■ **Exercices**:
**A)** Indiquez si chacune de ces affirmations concorde avec le texte proposé, en répondant oui ou non et en citant mot pour mot les termes décisifs : (i) la bataille de Culloden a eu lieu le 27 avril 1746 ; (ii) George II a reçu le portefeuille sans la moindre émotion ; (iii) parmi les orateurs cités, Fox et Pitt se sont particulièrement distingués.
**B)** Recopiez à l'identique le passage du texte proposé allant de « La bataille de » jusqu'à « Fox et Pitt. ».

■ **Texte proposé**:
◇ ◇ ◇ ◇ ◇

L'opposition inventa les machinations les plus adroites pour le renverser. Tantôt il résistait, tantôt il pliait. Enfin, ayant négligé, dans sa confiance, de soutenir l'élection de ses amis, il eut le dessous, et remit son portefeuille à George II, qui en versa des larmes.

La bataille de Culloden (27 avril 1746), dans laquelle succomba le prétendant Charles-Édouard, mit en évidence la faiblesse du parti qui rêvait une restauration; les haines se calmèrent après la chute des espérances; une génération toute nouvelle s'affermit dans le gouvernement; on s'appliqua sérieusement aux travaux parlementaires ; et comme la révolution n'avait plus besoin d'être protégée, le tour des idées pratiques arriva. Puis se succédèrent les grands orateurs, Chatham, Grenville, North, à la chambre haute; dans les communes, Cambden, Erskine, Mansheld, Burke, Windham, Romilly, Wilberforce, Wilkes, With bread, Dundas, Shéridan, et d'autres talents supérieurs, parmi lesquels brillèrent surtout Fox et Pitt.

◇ ◇ ◇ ◇ ◇

■ **Lignes brutes**:
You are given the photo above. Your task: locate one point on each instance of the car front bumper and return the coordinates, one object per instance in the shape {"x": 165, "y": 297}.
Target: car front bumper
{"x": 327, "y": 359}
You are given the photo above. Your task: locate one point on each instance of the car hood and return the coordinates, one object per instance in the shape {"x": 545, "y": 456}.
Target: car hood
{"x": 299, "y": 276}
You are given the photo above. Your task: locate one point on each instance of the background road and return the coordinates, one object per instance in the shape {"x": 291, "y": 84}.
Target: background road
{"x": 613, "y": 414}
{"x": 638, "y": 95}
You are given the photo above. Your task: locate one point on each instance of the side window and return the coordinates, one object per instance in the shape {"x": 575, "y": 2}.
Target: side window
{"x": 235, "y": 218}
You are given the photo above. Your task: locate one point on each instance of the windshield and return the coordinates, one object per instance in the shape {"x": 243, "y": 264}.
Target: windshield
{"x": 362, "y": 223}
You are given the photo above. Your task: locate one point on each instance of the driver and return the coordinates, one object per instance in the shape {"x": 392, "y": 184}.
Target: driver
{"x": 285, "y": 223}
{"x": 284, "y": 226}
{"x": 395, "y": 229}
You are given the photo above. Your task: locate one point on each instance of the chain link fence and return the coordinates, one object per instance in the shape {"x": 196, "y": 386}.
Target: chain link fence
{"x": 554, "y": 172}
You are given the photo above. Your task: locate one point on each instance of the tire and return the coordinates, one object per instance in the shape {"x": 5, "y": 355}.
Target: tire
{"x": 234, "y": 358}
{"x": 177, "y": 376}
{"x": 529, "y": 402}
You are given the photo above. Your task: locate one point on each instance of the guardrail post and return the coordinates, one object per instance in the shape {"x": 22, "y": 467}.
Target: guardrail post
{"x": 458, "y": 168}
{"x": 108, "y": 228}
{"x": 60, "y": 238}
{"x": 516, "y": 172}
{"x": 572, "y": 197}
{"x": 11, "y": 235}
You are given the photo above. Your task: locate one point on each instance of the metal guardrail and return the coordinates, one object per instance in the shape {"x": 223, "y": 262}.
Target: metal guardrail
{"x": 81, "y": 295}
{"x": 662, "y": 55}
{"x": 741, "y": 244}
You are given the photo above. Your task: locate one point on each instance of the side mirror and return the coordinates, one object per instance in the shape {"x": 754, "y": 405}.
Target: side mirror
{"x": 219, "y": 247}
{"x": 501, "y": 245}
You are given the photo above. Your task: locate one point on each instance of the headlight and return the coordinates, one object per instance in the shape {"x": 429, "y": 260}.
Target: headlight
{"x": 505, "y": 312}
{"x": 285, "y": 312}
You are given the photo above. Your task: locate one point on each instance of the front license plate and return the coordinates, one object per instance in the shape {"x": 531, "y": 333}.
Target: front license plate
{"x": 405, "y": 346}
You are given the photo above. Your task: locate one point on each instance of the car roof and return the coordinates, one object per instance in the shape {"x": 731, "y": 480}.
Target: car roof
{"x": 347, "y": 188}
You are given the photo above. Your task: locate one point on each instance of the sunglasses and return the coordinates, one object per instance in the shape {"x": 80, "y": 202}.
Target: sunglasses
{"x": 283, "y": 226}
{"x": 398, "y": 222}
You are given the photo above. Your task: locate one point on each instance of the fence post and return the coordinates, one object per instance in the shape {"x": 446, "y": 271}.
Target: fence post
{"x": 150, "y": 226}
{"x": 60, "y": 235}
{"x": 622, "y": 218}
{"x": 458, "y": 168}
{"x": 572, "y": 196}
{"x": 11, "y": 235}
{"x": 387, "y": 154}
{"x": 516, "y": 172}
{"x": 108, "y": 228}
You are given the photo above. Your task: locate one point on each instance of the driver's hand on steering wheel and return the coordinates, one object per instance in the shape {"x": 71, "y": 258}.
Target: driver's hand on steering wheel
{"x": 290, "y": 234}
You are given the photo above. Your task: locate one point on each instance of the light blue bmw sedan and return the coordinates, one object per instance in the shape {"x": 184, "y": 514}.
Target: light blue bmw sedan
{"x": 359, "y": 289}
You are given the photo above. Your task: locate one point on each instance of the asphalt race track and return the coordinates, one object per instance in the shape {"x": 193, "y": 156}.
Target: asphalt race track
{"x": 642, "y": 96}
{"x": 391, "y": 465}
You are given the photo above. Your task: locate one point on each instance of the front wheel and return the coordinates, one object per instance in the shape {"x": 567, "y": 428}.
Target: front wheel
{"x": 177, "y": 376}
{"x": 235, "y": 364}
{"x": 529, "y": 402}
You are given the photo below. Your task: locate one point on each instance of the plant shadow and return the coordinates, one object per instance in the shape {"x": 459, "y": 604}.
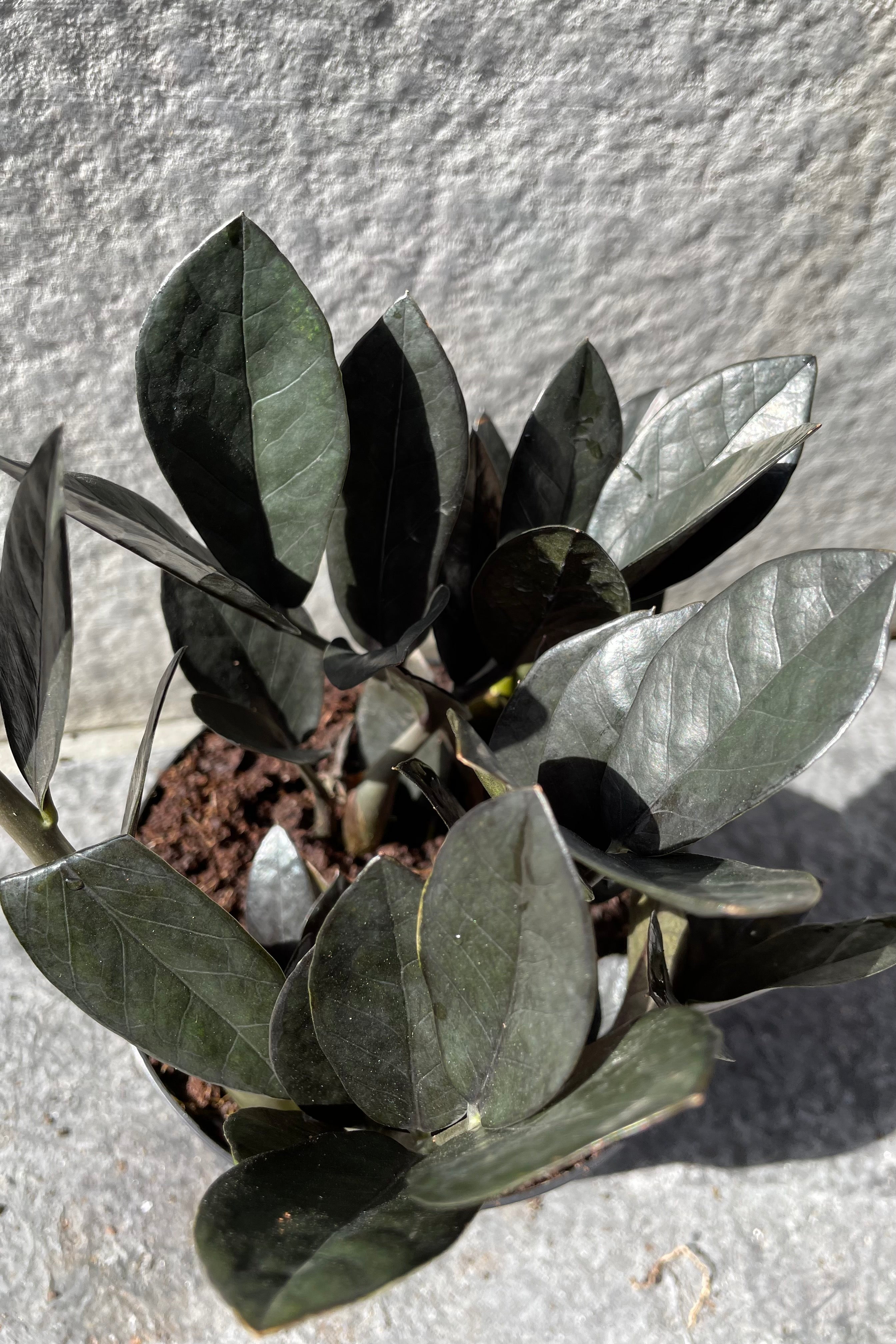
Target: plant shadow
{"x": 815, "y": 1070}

◇ ◇ ◇ ◇ ◇

■ **Résultats finaux**:
**A)**
(i) Oui : « La bataille de Culloden (27 avril 1746) ».
(ii) Non : « remit son portefeuille à George II, qui en versa des larmes ».
(iii) Oui : « parmi lesquels brillèrent surtout Fox et Pitt ».

**B)**
La bataille de Culloden (27 avril 1746), dans laquelle succomba le prétendant Charles-Édouard, mit en évidence la faiblesse du parti qui rêvait une restauration; les haines se calmèrent après la chute des espérances; une génération toute nouvelle s'affermit dans le gouvernement; on s'appliqua sérieusement aux travaux parlementaires ; et comme la révolution n'avait plus besoin d'être protégée, le tour des idées pratiques arriva. Puis se succédèrent les grands orateurs, Chatham, Grenville, North, à la chambre haute; dans les communes, Cambden, Erskine, Mansheld, Burke, Windham, Romilly, Wilberforce, Wilkes, With bread, Dundas, Shéridan, et d'autres talents supérieurs, parmi lesquels brillèrent surtout Fox et Pitt.